==== The input ====

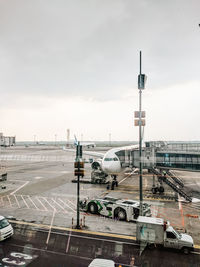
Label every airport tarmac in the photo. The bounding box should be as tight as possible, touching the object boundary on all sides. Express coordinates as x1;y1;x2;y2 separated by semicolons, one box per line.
0;145;200;247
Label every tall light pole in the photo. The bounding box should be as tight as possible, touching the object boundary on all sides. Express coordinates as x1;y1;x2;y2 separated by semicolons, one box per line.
135;51;147;216
109;133;111;146
54;134;57;146
34;135;36;145
74;142;84;229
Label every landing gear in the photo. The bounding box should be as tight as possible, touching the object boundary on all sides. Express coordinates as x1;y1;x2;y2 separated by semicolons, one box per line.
106;175;118;190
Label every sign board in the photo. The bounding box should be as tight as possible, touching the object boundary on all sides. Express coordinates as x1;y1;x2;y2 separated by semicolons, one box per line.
134;111;146;118
134;119;146;126
138;74;147;89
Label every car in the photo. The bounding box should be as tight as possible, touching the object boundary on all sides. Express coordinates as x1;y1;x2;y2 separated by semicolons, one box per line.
0;216;14;241
88;258;115;267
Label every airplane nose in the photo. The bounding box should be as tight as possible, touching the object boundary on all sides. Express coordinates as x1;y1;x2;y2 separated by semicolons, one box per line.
102;162;121;174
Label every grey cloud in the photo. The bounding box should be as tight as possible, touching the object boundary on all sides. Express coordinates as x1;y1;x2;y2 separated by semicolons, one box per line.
0;0;199;102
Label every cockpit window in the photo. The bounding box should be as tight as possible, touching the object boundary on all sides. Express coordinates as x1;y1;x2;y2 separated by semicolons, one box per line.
104;157;118;161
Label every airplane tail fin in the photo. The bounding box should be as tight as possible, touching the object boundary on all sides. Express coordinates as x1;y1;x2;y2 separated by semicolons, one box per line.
74;135;78;146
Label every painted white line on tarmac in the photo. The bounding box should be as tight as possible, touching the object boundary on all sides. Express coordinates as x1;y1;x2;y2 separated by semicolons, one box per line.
0;197;4;206
119;174;130;185
7;196;12;207
13;195;20;208
36;197;48;211
191;251;200;255
66;230;72;253
28;196;39;210
21;195;29;208
42;197;58;212
10;181;29;195
58;198;76;213
51;199;67;213
67;199;76;208
46;209;56;246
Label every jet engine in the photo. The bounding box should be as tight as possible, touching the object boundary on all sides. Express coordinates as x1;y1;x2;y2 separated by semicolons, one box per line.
91;160;102;170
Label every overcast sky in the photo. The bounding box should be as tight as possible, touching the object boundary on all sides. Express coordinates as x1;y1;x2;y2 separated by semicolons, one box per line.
0;0;200;141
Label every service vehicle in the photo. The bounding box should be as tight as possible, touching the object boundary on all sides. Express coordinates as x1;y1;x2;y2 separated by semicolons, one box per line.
80;196;151;221
91;169;108;184
0;166;7;181
0;216;14;241
88;258;115;267
136;216;194;254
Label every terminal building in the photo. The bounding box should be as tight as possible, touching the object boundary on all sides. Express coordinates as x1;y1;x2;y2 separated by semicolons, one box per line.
0;132;16;147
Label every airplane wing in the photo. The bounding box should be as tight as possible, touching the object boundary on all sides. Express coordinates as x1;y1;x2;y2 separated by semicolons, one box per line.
62;147;104;158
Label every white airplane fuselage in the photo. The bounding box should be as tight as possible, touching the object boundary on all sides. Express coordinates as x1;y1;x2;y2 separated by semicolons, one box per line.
101;145;139;175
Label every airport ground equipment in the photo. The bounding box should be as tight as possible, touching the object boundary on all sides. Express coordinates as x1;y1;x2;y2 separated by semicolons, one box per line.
0;166;7;181
150;168;192;202
165;170;184;187
151;174;164;194
80;196;151;221
0;216;14;241
136;216;194;254
91;169;108;184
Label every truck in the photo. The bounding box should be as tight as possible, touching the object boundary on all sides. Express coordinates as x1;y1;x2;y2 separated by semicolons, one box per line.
136;216;194;254
80;196;151;221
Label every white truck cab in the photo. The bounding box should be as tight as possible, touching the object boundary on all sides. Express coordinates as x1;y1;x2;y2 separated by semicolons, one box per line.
136;216;194;254
0;216;14;241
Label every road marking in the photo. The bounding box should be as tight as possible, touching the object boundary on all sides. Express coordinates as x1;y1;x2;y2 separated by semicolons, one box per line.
66;230;72;253
144;178;147;189
13;195;20;208
144;197;174;202
21;195;29;208
67;199;76;208
36;197;48;211
28;196;39;210
58;198;76;213
0;197;3;206
42;197;58;212
51;198;67;213
7;196;12;207
10;181;29;195
119;174;131;185
178;194;185;227
34;176;43;179
46;209;56;246
191;251;200;255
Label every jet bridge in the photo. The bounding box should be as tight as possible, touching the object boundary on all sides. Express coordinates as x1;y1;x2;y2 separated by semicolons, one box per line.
128;141;200;172
122;141;200;202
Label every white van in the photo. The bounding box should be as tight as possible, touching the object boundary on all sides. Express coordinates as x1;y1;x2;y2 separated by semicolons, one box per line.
0;216;14;241
88;259;115;267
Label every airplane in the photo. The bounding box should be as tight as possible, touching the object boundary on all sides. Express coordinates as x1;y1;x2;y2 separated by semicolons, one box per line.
63;143;140;179
88;144;139;176
65;135;96;149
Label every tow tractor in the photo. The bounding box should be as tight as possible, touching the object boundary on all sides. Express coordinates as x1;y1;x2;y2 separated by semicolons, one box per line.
80;196;151;221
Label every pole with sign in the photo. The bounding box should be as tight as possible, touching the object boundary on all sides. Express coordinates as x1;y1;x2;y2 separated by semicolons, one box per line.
74;141;84;229
135;51;147;216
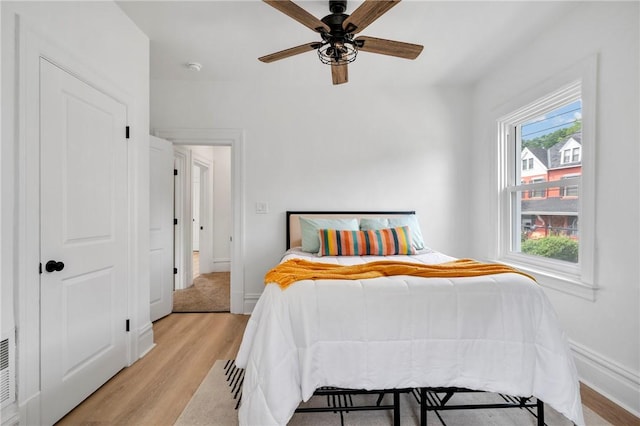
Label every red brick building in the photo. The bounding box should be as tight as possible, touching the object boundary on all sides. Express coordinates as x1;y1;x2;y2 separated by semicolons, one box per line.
520;133;581;239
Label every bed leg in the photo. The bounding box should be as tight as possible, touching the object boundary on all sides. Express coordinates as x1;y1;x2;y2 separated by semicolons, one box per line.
420;388;427;426
537;398;545;426
393;391;400;426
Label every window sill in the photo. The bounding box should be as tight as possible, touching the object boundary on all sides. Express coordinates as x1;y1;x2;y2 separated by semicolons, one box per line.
495;258;597;301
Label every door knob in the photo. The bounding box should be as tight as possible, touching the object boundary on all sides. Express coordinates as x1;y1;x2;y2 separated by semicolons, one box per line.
45;260;65;273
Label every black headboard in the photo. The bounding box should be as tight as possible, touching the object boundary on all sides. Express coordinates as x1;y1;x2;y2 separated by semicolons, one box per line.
286;210;416;250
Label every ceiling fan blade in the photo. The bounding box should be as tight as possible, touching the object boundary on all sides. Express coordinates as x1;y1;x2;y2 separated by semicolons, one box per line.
355;36;423;59
259;42;321;63
342;0;400;34
263;0;330;33
331;62;348;85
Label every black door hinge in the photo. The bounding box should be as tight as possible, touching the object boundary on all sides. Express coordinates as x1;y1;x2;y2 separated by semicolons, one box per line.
174;268;178;274
39;263;42;274
125;126;130;139
174;218;178;225
174;169;178;176
126;319;130;332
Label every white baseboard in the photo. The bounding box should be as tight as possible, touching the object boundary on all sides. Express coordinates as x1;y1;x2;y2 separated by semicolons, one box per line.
570;339;640;417
19;392;40;426
212;258;230;272
243;293;261;314
1;402;19;426
136;321;155;360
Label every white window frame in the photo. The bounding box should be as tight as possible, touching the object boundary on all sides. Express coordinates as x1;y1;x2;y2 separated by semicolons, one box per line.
496;58;597;300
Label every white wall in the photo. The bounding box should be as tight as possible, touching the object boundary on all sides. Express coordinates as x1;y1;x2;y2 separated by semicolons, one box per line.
211;146;232;272
1;1;150;423
151;80;473;303
471;2;639;415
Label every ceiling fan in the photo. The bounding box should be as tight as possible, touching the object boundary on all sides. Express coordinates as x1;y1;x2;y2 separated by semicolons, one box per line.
259;0;424;85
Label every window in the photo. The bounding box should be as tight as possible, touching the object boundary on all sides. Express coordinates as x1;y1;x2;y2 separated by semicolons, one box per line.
571;147;580;162
560;174;579;197
561;146;581;164
522;157;534;170
529;178;547;198
517;94;581;265
497;73;596;298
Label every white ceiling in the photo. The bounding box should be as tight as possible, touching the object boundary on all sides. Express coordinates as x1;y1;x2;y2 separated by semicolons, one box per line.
117;0;579;86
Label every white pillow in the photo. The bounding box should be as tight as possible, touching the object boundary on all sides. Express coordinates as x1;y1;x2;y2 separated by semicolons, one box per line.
359;217;389;230
299;217;359;253
359;215;426;250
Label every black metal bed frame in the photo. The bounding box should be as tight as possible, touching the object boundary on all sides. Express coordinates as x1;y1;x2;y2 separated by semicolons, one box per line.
295;386;545;426
226;360;546;426
418;387;545;426
295;387;411;426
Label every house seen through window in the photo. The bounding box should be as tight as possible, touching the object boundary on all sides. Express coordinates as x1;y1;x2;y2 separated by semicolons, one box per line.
518;98;582;263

====

Exercise prompt: Only the lines from the one containing "Label every black metal" through the final line above should be duplicated, exactly as they stand.

Reply:
Label every black metal bed frame in the photo. The bounding box should be as tight as possible, touching the object boundary on all sides. Express coordinates as x1;y1;x2;y2 separated by semicolons, one box per line.
295;386;545;426
226;360;546;426
418;387;545;426
295;387;411;426
Label every house seen through window in the photo. The bounding box should be as tight as possible, touching the object boundary on all sides. Express coordinates as x1;y1;x2;y2 separated by semicolons, one box per line.
518;98;582;263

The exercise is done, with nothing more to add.